[Entries taken from a collection]
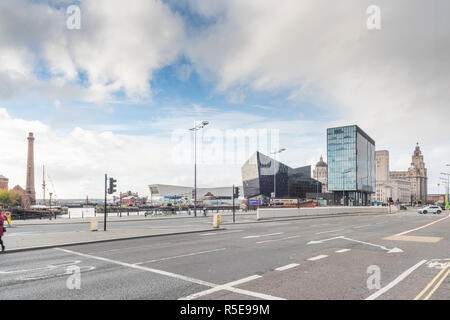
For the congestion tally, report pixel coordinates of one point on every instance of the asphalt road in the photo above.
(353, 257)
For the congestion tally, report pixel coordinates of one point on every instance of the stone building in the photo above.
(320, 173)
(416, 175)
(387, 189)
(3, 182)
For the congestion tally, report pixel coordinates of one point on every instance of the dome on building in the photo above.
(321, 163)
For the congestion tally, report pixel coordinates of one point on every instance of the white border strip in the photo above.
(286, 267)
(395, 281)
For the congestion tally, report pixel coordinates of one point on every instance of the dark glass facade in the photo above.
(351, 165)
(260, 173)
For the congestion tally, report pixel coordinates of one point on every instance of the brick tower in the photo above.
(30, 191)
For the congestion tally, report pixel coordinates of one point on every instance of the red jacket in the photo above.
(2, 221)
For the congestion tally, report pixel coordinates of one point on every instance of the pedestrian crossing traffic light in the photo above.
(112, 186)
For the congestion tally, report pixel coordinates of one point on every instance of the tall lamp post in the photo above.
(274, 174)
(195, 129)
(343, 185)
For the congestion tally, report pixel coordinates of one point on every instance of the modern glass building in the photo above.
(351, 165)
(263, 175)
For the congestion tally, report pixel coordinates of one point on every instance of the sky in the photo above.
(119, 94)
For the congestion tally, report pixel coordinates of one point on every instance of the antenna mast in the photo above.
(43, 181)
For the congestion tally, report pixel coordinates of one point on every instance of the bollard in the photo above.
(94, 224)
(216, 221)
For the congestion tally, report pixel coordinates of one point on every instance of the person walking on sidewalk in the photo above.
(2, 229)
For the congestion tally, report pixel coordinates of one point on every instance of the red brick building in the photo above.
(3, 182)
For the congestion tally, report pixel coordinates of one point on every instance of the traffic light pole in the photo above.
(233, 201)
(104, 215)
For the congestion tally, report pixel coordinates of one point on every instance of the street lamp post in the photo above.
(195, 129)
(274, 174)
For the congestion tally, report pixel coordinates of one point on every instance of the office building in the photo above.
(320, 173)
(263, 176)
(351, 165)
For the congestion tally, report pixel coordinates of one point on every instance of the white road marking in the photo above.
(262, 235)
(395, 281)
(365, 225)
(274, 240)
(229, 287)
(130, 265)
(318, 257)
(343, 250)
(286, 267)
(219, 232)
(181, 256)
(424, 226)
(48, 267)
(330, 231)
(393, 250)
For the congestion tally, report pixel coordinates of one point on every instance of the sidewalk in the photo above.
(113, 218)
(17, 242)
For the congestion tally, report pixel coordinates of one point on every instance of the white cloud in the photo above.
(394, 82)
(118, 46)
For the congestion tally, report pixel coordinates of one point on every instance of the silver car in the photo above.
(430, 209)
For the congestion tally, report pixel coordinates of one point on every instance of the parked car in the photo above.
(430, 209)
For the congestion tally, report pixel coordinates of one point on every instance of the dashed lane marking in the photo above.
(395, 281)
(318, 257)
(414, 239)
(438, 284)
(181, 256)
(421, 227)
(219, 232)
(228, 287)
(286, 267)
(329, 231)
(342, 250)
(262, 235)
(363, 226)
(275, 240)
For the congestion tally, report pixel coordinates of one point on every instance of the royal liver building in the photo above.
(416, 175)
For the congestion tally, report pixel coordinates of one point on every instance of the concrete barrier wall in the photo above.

[TASK ITEM]
Repeat each line of the records exactly, dropping the pictures.

[ANSWER FOR THE TASK]
For the congestion tally, report pixel coordinates of one point on every instance of the asphalt road in the photo above.
(353, 257)
For the congestion tally, report pixel coordinates of one point on every instance of the stone building in the photo above.
(320, 173)
(416, 175)
(387, 189)
(3, 182)
For the congestion tally, report pixel coordinates of one point on every instance of the dome on building in the photo above.
(321, 163)
For the congestion tally, report pixel coordinates of one point on every instance of the white border strip in the photo above.
(286, 267)
(395, 281)
For the congestion tally, report pixel coordinates of one point on every instance of the dark glass facade in the photo above.
(351, 165)
(260, 173)
For the congestion tally, report pixel coordinates of one point on every instance of the brick tower in the photo above.
(30, 191)
For the congestion tally, report pixel coordinates of one point on every instance of the red jacket in the photo above.
(2, 221)
For the congestion tally, report pixel coordinates of one point on every instance of the pedestrian crossing traffic light in the photo above.
(112, 186)
For the congestion tally, report pixel coordinates of one point on every instance of the tall lamp post in the photo above.
(274, 174)
(195, 129)
(343, 185)
For the congestion tally, report pixel coordinates of one point on every instance of the modern glass building in the photo above.
(351, 165)
(263, 175)
For the congestion tally, report pixel coordinates of one point on every instance of the sky in the photo above.
(119, 94)
For the congestion tally, report pixel coordinates of one point on every instance of the antenna mast in the photo above.
(43, 181)
For the congestion tally, report pixel coordinates of one point on every instance of the bollard in the photo above.
(94, 224)
(216, 221)
For the congestion tally, report pixel coordinates of one point on every instance of the person walking on sidewalk in the photo above.
(2, 229)
For the congestion tally, report pixel coordinates of one point on every instance of the red brick building in the photo above.
(3, 182)
For the congestion tally, report pixel coordinates of one point on every instance of the traffic light pole in the photo above.
(233, 201)
(104, 215)
For the congestion tally, report pixel coordinates of one point on every instance of the street lamp post in the photo above.
(195, 129)
(274, 174)
For the congestion tally, report pixel coordinates of one point on every instance of the office building in the photo above.
(320, 173)
(263, 176)
(351, 165)
For the congestion tally, report pixel coordinates of one point on every instance of the white road marking in the photo above.
(262, 235)
(395, 281)
(365, 225)
(274, 240)
(229, 287)
(130, 265)
(318, 257)
(343, 250)
(286, 267)
(219, 232)
(181, 256)
(424, 226)
(48, 267)
(330, 231)
(393, 250)
For the congestion tally, report pixel coordinates of one point on every instance of the sidewalk in the photo above.
(113, 218)
(17, 242)
For the congestion tally, report pixel coordinates of one point on every instance of the white cloud in the photo above.
(394, 82)
(118, 46)
For the congestion tally, report pixel coordinates of one point on every instance of the silver car in the photo above.
(430, 209)
For the congestion tally, report pixel coordinates of one point on every instance of the parked car in the photo above.
(430, 209)
For the congestion tally, report pixel coordinates of one point on every instance of the dashed lane marking in the photo above.
(395, 281)
(318, 257)
(414, 239)
(438, 284)
(181, 256)
(421, 227)
(219, 232)
(228, 287)
(286, 267)
(329, 231)
(342, 250)
(262, 235)
(363, 226)
(275, 240)
For the congestion tally, report pixel coordinates of one point on every instance of the royal liver building in the photo above.
(416, 175)
For the congestion tally, report pixel coordinates of one point on every instance of the concrete barrier wall in the photo above.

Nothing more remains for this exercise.